## Source text:
- Born: April 9, 1942 Huntington, West Virginia, U.S.
- Died: October 11, 2008 (aged 66) West Tennessee State Penitentiary, Lauderdale County, Tennessee, U.S.
- Occupation: Activist
- Criminal charge: Murder Attempted escape

= Harold H. Thompson (anarchist) =

American anarchist activist and prisoner (1942–2008)

Harold H. Thompson (April 9, 1942 – October 11, 2008) was an American anarchist activist and prisoner.

==Biography==
Thompson was of Irish extraction, his parents having emigrated to the United States in the early twentieth century and settled in Huntington, West Virginia. Raised in a politicized environment, Thompson acquired an interest in anarchism at an early age, having heard the political debates of his father and his father's friends. He joined the Army and served in the Vietnam War. He was discharged for being wounded, and became an anti-war and anarchist activist associated with the Vietnam Veterans Against the War during the 1960s and 1970s. He began a campaign of expropriation, and had several encounters with law enforcement.

## Dataset entries:

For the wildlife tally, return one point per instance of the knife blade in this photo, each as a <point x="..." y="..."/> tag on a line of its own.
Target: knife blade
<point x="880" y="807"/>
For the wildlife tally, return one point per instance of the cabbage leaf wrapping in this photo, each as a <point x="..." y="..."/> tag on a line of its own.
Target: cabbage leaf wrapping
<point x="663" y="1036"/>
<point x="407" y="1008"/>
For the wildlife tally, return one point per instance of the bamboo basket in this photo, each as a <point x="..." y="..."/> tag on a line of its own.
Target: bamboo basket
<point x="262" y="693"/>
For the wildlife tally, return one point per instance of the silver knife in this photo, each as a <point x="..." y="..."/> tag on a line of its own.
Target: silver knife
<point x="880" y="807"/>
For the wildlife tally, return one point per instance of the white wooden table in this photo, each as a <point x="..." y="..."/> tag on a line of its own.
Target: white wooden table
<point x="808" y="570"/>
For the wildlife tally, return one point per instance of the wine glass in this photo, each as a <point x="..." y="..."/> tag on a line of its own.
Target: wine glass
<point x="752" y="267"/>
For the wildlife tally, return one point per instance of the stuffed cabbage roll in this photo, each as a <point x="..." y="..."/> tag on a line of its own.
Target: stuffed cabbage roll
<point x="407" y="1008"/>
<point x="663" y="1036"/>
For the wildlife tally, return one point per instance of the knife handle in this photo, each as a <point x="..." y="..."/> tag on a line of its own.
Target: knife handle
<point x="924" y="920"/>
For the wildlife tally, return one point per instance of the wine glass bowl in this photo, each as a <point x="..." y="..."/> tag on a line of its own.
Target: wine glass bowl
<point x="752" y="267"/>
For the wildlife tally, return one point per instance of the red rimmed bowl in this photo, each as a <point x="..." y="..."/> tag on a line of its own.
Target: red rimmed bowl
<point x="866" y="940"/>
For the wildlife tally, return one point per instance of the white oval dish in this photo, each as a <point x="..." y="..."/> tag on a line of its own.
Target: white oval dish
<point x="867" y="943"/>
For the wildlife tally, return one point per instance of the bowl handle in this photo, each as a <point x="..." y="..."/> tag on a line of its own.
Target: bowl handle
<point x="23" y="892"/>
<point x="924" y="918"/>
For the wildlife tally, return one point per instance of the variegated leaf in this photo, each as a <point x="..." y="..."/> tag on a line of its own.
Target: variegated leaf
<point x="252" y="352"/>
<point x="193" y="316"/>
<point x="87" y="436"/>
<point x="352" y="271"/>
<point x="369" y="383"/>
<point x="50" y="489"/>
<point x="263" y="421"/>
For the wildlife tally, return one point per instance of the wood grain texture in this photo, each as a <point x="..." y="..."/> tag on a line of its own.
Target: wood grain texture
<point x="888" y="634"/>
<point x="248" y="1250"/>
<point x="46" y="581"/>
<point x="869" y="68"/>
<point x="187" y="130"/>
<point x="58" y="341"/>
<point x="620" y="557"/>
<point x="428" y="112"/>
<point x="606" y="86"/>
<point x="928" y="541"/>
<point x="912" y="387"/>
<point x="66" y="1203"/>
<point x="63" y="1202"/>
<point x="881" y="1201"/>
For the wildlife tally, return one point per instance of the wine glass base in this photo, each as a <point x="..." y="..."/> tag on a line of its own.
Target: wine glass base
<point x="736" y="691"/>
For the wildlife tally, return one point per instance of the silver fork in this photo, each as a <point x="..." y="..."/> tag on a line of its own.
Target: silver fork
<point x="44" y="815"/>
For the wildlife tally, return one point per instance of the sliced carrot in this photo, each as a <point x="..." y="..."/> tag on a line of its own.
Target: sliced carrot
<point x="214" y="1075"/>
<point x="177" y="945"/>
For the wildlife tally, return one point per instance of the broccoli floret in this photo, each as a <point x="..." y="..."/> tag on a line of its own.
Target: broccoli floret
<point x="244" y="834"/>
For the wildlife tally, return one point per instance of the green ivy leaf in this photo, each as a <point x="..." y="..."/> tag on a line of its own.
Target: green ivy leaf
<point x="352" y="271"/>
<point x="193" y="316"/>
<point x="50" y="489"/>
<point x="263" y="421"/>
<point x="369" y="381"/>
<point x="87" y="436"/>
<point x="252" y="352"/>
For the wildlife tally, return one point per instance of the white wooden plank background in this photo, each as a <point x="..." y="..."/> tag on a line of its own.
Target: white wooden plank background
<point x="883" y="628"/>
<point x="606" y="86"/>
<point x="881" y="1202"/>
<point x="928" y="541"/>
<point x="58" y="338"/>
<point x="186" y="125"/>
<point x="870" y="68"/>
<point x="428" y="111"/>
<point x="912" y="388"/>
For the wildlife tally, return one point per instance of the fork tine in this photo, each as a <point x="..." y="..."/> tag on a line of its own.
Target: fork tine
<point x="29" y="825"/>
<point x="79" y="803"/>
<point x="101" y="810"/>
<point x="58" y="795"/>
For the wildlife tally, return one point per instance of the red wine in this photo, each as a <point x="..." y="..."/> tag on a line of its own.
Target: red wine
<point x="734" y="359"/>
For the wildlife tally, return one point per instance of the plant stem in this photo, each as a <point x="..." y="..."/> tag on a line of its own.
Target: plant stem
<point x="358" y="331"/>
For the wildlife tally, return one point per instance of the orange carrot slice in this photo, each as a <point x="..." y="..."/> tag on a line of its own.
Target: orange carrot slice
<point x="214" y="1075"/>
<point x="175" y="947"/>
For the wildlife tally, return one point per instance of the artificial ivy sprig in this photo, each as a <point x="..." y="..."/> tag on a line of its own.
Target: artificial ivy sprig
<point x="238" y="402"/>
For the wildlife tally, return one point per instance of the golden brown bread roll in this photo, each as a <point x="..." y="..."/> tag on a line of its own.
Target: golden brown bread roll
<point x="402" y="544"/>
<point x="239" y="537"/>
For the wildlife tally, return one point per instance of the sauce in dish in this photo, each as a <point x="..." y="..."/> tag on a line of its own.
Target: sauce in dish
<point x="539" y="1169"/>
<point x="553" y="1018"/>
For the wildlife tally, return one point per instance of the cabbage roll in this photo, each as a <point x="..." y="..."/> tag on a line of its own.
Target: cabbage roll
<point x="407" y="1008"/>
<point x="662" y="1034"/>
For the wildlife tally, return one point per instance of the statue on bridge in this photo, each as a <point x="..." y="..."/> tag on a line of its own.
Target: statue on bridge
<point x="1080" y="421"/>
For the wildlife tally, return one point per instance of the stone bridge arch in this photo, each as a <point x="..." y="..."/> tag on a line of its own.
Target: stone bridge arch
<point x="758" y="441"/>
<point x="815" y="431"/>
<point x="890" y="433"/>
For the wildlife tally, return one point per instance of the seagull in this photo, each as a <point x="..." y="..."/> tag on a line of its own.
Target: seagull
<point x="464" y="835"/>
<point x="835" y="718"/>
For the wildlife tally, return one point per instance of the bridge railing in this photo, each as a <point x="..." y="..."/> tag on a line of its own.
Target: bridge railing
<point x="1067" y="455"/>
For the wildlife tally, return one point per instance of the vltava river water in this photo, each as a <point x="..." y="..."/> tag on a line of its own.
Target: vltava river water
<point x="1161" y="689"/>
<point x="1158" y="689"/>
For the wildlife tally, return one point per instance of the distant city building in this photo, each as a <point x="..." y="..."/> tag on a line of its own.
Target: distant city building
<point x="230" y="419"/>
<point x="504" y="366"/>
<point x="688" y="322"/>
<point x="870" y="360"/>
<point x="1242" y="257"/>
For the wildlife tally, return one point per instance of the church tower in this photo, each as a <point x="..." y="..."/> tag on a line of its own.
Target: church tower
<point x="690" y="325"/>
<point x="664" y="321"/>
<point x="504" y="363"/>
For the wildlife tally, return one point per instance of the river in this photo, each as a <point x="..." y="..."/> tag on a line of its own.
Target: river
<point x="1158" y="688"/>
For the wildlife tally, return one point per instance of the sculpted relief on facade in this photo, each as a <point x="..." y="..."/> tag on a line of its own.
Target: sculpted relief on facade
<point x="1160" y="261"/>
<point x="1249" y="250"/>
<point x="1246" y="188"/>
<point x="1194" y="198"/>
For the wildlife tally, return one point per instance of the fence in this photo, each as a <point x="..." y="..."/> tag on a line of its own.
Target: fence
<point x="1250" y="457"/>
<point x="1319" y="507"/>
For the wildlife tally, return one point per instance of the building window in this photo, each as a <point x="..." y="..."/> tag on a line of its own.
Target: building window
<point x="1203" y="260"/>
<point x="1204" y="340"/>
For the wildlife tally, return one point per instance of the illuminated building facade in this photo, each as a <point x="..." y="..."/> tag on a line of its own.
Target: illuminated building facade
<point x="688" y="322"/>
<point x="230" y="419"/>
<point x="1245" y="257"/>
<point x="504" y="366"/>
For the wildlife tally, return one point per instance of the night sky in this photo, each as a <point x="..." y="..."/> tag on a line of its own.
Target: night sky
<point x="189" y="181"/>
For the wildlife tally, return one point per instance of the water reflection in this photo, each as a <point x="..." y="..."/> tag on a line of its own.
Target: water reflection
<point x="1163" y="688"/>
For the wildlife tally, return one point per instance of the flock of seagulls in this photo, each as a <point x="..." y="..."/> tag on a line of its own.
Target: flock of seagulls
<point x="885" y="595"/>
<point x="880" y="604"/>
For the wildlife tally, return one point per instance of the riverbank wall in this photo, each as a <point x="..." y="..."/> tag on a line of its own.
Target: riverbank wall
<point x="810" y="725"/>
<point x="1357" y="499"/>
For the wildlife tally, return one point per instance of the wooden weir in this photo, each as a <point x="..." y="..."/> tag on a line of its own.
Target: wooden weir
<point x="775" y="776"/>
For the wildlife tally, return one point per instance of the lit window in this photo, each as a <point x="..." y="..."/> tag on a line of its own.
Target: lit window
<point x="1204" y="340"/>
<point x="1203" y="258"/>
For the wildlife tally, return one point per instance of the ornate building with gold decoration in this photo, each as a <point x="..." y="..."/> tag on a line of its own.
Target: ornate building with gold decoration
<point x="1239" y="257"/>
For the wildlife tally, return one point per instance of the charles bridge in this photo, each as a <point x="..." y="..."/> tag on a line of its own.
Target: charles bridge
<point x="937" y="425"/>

## Required tasks:
a – Answer these questions from the Harold H. Thompson biography, one per line:
(i) In which facility did Thompson die?
(ii) In which war did he serve with the Army?
(iii) In which town did his parents settle after emigrating?
b – Continue the Harold H. Thompson biography, picking up after its final sentence.

## In response:
a –
(i) West Tennessee State Penitentiary, Lauderdale County, Tennessee
(ii) The Vietnam War
(iii) Huntington, West Virginia

b –
In 1978, Walter Douglas Crawley killed the mother of Thompson's eldest son. Crawley was arrested and jailed for the murder but was soon released after serving as a jail house informant. In October 1979 Crawley was shot whilst drinking in a bar, Thompson was prosecuted and found guilty of murder and robbery in 1979.

He was condemned to life imprisonment with an additional fifty years, a sentence exacerbated by a failed escape attempt in 1986 which led to another thirty-one years added to his sentence for charges including the attempted murder of three prison officers. Shortly afterwards, he was moved to a maximum security prison where he was subjected to solitary confinement until July 1993. Whilst a prisoner, Thompson studied law, assisting other inmates in appeals and challenges, and also began writing anarchist literature and poetry.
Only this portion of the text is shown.